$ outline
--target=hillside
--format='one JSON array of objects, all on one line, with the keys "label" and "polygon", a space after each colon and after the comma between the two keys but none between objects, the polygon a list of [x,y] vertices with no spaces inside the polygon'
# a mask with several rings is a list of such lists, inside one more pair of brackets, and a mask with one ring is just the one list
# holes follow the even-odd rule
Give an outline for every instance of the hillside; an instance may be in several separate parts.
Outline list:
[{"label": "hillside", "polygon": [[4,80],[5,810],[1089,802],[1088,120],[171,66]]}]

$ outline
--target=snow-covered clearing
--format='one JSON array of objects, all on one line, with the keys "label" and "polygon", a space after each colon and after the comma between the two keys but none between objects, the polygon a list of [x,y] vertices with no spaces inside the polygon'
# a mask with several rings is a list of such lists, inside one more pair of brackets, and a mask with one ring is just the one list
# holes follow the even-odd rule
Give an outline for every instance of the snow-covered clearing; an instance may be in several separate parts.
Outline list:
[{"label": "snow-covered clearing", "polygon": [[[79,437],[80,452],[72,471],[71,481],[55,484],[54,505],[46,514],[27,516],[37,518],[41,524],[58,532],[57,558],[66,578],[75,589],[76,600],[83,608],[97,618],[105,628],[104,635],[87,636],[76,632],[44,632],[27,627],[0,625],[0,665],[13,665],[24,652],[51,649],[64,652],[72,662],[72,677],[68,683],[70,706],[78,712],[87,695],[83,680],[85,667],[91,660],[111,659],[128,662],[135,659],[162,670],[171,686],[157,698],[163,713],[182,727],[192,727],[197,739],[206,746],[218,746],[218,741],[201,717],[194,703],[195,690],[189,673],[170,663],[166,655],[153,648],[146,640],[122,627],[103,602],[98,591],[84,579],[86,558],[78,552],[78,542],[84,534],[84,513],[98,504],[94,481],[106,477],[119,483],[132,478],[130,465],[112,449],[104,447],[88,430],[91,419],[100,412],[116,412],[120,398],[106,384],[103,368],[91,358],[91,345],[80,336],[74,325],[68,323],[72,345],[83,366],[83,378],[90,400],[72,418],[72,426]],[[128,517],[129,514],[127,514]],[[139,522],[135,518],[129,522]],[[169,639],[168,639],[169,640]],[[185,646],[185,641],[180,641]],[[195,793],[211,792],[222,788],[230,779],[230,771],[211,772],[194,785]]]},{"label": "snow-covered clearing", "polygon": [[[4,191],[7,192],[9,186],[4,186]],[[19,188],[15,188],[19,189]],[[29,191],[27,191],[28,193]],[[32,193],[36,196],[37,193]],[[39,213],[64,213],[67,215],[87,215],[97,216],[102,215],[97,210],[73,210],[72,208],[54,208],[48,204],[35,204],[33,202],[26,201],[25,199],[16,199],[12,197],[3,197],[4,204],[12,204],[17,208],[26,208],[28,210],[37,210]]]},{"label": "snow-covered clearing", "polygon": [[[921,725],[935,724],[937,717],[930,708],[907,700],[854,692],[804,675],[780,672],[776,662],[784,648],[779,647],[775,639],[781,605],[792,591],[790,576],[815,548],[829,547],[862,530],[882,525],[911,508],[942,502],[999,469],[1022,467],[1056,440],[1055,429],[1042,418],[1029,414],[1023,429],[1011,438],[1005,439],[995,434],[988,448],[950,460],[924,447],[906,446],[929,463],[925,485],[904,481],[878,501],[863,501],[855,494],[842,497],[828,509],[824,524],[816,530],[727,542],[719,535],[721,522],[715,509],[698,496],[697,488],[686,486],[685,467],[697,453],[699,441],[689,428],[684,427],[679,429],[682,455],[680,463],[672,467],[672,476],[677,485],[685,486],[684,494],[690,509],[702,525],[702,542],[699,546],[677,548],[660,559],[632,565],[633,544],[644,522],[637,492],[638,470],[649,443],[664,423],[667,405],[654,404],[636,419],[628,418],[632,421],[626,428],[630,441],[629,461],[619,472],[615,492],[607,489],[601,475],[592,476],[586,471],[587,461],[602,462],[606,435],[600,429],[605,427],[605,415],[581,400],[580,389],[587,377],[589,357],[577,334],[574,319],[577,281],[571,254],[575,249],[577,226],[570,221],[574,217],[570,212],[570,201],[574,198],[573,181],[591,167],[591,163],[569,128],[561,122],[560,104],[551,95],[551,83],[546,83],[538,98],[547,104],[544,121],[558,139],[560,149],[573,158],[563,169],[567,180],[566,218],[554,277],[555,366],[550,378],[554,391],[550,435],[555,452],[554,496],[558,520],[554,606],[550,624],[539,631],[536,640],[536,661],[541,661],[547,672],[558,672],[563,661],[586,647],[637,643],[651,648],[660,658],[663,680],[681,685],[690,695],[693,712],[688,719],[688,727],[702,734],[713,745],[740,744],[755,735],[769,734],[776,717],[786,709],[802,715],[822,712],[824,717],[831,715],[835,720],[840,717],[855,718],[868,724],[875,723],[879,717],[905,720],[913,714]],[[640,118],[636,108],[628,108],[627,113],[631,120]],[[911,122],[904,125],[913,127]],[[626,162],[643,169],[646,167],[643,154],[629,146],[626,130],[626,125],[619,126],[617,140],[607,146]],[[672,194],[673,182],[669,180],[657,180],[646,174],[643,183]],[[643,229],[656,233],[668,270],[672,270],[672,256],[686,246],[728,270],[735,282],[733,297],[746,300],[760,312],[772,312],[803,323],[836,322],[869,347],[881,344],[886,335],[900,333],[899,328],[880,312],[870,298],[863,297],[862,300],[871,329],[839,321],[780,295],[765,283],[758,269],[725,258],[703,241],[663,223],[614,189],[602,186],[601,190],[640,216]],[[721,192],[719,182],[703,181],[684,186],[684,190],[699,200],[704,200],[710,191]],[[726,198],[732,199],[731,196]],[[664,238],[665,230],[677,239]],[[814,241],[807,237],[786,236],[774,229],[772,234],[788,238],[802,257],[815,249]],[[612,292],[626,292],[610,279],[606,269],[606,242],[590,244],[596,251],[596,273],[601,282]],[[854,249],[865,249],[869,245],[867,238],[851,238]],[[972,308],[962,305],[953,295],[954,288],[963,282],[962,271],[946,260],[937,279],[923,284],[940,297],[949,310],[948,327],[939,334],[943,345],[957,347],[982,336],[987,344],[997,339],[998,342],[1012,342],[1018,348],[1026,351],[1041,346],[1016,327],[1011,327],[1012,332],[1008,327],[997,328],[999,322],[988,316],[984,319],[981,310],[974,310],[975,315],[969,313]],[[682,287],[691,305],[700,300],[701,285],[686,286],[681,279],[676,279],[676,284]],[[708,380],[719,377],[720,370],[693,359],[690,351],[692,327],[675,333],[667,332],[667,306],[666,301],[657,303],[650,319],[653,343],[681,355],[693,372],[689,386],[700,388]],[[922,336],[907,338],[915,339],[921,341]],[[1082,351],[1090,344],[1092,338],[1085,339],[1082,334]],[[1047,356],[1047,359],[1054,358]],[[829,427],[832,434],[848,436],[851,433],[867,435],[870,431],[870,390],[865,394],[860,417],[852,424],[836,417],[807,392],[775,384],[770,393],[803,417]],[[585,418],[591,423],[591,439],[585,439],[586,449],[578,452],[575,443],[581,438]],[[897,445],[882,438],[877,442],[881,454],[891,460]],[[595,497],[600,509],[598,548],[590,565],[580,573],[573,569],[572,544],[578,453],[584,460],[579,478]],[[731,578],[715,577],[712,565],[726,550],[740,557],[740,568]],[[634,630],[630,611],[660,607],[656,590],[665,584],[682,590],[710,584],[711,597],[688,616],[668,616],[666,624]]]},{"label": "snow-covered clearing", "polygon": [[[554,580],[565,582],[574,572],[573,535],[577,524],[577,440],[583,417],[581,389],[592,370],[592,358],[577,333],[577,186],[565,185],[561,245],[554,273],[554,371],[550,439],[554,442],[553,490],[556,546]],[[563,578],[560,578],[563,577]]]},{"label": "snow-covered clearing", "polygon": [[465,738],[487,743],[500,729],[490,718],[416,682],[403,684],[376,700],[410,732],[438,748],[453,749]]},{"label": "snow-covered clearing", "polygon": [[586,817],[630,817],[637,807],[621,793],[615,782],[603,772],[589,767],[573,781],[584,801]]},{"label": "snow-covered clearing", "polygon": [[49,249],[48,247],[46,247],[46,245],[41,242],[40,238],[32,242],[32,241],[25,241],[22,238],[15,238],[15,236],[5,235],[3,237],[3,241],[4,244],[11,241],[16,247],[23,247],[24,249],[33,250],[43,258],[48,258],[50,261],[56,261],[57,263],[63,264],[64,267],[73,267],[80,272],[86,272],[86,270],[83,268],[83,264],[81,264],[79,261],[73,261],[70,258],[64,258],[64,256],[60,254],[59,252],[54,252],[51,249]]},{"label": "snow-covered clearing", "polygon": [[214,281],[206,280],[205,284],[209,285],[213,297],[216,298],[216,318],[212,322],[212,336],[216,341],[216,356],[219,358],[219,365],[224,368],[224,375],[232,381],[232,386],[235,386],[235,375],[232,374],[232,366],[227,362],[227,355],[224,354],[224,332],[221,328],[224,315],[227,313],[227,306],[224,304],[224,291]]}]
━━━━━━━━
AIM
Retype the records word for word, starting at the first line and stopping after the line that contains "Give an outline for every instance of the hillside;".

ANSWER TO THIS TASK
$ outline
--target=hillside
--format='one JSON array of objects, all on one line, with the keys "label" and "polygon", a space after each colon and after the comma between the two keys but none between objects, the polygon a list of [x,y] vertices with no spaces inside the polygon'
# a mask with several rings is a list of such lists, inside one more pair of brackets, and a mask with one ring is just the one list
# holes follow the even-odd rule
Give an outline for every instance of the hillside; an instance may be in several separate parts.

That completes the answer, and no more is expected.